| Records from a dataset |
⁂

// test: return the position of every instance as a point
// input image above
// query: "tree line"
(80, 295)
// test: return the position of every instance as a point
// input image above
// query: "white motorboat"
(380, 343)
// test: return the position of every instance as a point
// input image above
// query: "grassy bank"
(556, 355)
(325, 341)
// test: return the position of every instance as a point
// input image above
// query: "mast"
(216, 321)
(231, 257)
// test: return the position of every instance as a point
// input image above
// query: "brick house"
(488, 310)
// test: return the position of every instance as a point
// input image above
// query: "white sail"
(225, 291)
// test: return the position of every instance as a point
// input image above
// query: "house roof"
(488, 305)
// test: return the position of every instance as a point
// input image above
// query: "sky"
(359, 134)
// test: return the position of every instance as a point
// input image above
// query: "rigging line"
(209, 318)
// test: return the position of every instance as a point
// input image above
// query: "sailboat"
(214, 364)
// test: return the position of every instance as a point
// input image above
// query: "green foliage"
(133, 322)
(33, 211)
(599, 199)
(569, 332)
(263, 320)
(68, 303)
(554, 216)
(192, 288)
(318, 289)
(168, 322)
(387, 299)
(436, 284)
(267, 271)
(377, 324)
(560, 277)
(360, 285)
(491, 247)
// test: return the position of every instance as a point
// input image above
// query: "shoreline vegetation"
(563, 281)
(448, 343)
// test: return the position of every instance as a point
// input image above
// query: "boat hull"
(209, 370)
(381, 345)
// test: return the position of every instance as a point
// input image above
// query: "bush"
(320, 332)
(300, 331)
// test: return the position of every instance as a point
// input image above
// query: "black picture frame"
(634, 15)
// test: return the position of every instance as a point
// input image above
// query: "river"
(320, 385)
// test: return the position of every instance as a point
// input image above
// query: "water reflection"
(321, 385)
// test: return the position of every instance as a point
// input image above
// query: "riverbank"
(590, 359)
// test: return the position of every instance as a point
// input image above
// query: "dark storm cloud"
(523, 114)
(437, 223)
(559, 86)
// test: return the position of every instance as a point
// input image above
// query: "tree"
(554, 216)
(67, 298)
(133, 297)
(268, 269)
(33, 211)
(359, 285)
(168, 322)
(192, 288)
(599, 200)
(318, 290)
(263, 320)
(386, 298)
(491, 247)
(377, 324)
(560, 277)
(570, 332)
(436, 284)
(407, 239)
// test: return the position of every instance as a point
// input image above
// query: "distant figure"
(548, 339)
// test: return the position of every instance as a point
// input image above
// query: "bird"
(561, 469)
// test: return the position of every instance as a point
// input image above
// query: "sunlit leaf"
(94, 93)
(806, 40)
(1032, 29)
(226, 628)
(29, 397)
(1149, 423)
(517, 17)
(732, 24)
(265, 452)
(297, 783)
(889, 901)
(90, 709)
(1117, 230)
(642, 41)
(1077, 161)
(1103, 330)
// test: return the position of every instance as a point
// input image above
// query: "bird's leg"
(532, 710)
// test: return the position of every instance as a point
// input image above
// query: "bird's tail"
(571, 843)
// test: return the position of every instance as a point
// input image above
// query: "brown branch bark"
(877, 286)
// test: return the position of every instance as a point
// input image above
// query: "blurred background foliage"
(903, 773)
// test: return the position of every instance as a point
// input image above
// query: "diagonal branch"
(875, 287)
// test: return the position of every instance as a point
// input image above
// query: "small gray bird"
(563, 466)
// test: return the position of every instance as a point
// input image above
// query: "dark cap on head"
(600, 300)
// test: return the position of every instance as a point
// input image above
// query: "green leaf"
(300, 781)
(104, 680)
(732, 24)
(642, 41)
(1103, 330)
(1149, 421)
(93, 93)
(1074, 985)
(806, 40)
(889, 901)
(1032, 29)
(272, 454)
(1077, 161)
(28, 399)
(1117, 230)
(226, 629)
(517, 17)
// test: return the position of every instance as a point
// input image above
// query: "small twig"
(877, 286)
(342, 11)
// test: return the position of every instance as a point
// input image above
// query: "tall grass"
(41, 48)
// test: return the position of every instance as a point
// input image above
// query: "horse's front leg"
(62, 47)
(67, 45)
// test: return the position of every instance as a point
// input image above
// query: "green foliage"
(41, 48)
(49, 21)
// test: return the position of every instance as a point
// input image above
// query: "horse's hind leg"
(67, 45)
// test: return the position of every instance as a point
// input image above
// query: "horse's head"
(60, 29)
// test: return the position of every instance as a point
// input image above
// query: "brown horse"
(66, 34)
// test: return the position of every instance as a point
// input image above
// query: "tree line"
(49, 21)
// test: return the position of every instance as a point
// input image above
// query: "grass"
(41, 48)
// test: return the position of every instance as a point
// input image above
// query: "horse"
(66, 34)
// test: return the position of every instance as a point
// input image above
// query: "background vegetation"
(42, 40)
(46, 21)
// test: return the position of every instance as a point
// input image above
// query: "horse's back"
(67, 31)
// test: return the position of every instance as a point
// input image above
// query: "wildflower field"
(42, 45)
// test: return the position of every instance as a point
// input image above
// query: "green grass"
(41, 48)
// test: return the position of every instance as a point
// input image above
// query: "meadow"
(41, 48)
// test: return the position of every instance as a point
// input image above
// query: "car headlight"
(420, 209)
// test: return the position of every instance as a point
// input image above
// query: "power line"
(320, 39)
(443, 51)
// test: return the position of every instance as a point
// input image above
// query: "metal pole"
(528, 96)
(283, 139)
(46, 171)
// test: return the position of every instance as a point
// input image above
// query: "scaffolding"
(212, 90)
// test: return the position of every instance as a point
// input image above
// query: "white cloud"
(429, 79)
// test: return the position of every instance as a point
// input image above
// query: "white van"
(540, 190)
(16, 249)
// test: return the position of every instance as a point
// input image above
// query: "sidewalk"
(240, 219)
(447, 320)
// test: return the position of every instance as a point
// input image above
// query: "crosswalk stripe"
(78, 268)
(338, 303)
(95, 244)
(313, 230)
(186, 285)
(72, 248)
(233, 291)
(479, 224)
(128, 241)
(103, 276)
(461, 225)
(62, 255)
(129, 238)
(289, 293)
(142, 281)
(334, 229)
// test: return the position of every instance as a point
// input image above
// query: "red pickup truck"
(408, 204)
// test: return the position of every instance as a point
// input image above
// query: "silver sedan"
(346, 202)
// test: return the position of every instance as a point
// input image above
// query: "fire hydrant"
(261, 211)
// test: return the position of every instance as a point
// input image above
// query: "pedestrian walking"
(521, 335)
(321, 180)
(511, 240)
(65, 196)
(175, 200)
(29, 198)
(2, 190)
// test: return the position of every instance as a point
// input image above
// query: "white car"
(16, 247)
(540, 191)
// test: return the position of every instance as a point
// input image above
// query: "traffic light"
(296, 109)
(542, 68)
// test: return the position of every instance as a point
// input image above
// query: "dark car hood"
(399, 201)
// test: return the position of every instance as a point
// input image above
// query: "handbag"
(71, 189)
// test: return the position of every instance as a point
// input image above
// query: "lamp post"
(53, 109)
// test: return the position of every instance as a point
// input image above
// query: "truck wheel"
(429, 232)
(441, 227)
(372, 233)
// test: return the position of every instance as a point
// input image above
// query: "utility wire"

⁂

| Problem details |
Please transcribe each entry exactly, keeping every word as it is.

| Answer space |
// test: return the position of every instance as a point
// input image above
// query: "tree line"
(80, 295)
// test: return the position of every instance as a point
// input image above
// query: "white motorboat"
(380, 343)
// test: return the position of every instance as a point
// input image above
// query: "grassy bank"
(556, 355)
(325, 341)
// test: return the position of every instance as a point
// input image above
// query: "mast"
(216, 321)
(231, 257)
// test: return the position of every instance as a point
// input image above
// query: "brick house"
(488, 310)
// test: return the position of every instance as a point
// input image above
// query: "white sail"
(225, 291)
// test: return the position of every instance as a point
// input image above
// query: "house roof"
(488, 305)
// test: return the position of every instance as a point
// input image above
// query: "sky"
(359, 134)
// test: return the position of every instance as a point
// input image above
// query: "rigging line"
(209, 318)
// test: return the position of every instance as a point
// input image above
// query: "sailboat"
(214, 364)
// test: return the position of every instance as a point
// input image above
// query: "green foliage"
(133, 322)
(33, 211)
(599, 199)
(569, 332)
(263, 320)
(68, 303)
(554, 216)
(192, 288)
(318, 289)
(168, 322)
(387, 299)
(436, 284)
(267, 271)
(377, 324)
(560, 277)
(360, 285)
(491, 247)
// test: return the position of every instance as a point
// input image above
// query: "shoreline vegetation"
(563, 281)
(448, 343)
// test: return the position of every instance as a point
// input image above
// query: "boat hull"
(209, 370)
(381, 345)
// test: return the position of every instance as a point
// input image above
// query: "bush"
(320, 332)
(300, 331)
// test: return the position of every instance as a point
// input image above
// query: "black picture frame"
(634, 15)
// test: return the position of every instance as a point
// input image above
// query: "river"
(320, 385)
// test: return the position of every instance as a point
// input image above
// query: "water reflection"
(321, 385)
// test: return the position of every instance as a point
// input image above
// query: "riverbank"
(590, 359)
// test: return the position of every instance as a point
// input image above
// query: "dark storm cloud"
(523, 114)
(437, 223)
(559, 86)
// test: return the position of every instance as a point
// input image above
// query: "tree"
(554, 216)
(67, 298)
(133, 297)
(268, 269)
(33, 211)
(359, 285)
(168, 322)
(192, 288)
(599, 200)
(318, 290)
(263, 320)
(386, 298)
(491, 247)
(377, 324)
(560, 277)
(570, 332)
(436, 284)
(407, 239)
// test: return the position of every instance as a point
// input image above
// query: "distant figure"
(548, 339)
// test: return the position of every instance as a point
// input image above
// query: "bird"
(561, 469)
// test: return the position of every instance as a point
// input image above
// query: "sunlit leaf"
(94, 93)
(806, 40)
(1032, 29)
(226, 628)
(29, 397)
(1149, 423)
(517, 17)
(732, 24)
(265, 452)
(297, 783)
(889, 901)
(90, 709)
(1117, 230)
(642, 41)
(1077, 161)
(1103, 330)
// test: return the position of every instance as a point
// input image above
// query: "bird's leg"
(532, 710)
// test: return the position of every instance as a point
// input image above
// query: "bird's tail"
(571, 843)
// test: return the position of every instance as a point
// input image above
// query: "brown branch bark"
(877, 286)
// test: return the position of every instance as a point
// input image above
// query: "blurred background foliage"
(903, 773)
// test: return the position of every instance as a point
// input image above
// query: "diagonal branch"
(875, 287)
// test: return the position of every instance as a point
// input image above
// query: "small gray bird"
(563, 466)
// test: return the position of every instance as a point
// input image above
// query: "dark cap on head"
(600, 300)
// test: return the position of every instance as a point
// input image above
// query: "green leaf"
(300, 781)
(104, 680)
(732, 24)
(642, 41)
(1103, 330)
(1149, 421)
(93, 93)
(1074, 985)
(806, 40)
(889, 901)
(1032, 29)
(272, 454)
(1077, 161)
(28, 399)
(1117, 230)
(226, 629)
(517, 17)
// test: return the position of every instance as a point
// input image above
// query: "small twig"
(877, 286)
(342, 11)
// test: return the position of every instance as a point
// input image above
// query: "tall grass"
(41, 48)
// test: return the position of every instance as a point
// input image above
// query: "horse's front leg"
(62, 47)
(67, 45)
// test: return the position of every instance as a point
// input image above
// query: "green foliage"
(41, 48)
(49, 21)
// test: return the position of every instance as a point
// input image above
// query: "horse's hind leg"
(67, 45)
// test: return the position of every instance as a point
// input image above
// query: "horse's head"
(60, 29)
// test: return the position of every instance as a point
// input image above
// query: "brown horse"
(66, 34)
// test: return the position of every instance as a point
// input image above
// query: "tree line"
(49, 21)
// test: return the position of every instance as a point
// input image above
// query: "grass"
(41, 48)
// test: return the position of every instance as a point
// input image above
// query: "horse"
(66, 34)
// test: return the position of every instance as a point
// input image above
// query: "background vegetation"
(42, 40)
(46, 21)
// test: return the position of every instance as a point
// input image above
// query: "horse's back"
(67, 31)
// test: return the position of every instance as a point
// input image above
// query: "wildflower field"
(42, 45)
// test: return the position of every instance as a point
// input image above
// query: "green grass"
(41, 48)
// test: return the position of every instance as a point
// input image above
// query: "meadow"
(41, 48)
// test: return the position of every instance as a point
// input image above
// query: "car headlight"
(420, 209)
// test: return the position of every instance as a point
// input image above
// query: "power line"
(320, 39)
(443, 51)
// test: return the position of every instance as a point
// input image above
// query: "metal pole"
(528, 96)
(283, 139)
(46, 171)
// test: return the position of every instance as a point
// input image above
// query: "scaffolding"
(212, 90)
// test: return the position of every instance as a point
// input image above
// query: "white cloud"
(429, 79)
// test: return the position of every instance as a point
// input image above
// query: "white van"
(540, 190)
(16, 249)
// test: return the position of every instance as a point
// input image above
// query: "sidewalk"
(240, 219)
(447, 320)
// test: return the position of every instance as a point
// input image above
// query: "crosswalk stripe"
(78, 268)
(338, 303)
(95, 244)
(313, 230)
(186, 285)
(72, 248)
(233, 291)
(479, 224)
(128, 241)
(103, 276)
(461, 225)
(62, 255)
(129, 238)
(289, 293)
(142, 281)
(334, 229)
// test: return the position of every instance as a point
// input image above
// query: "red pickup truck"
(408, 204)
// test: return the position of every instance as a point
// input image above
// query: "silver sedan"
(346, 202)
// test: return the position of every instance as a point
// input image above
// query: "fire hydrant"
(261, 211)
// test: return the position of every instance as a point
// input image above
// query: "pedestrian walking"
(521, 335)
(321, 180)
(511, 240)
(65, 196)
(175, 200)
(29, 198)
(2, 190)
// test: return the position of every instance as a point
// input image above
// query: "white car"
(16, 247)
(540, 191)
// test: return the position of every instance as a point
// input image above
// query: "traffic light"
(296, 109)
(542, 68)
// test: return the position of every instance as a point
// input image above
// query: "dark car hood"
(399, 201)
// test: return the position of every instance as a point
// input image above
// query: "handbag"
(71, 189)
// test: return the position of every instance as a point
// input image above
// query: "lamp post"
(53, 109)
// test: return the position of every instance as a point
// input image above
// query: "truck wheel"
(429, 232)
(441, 227)
(372, 233)
// test: return the position of every instance as a point
// input image above
// query: "utility wire"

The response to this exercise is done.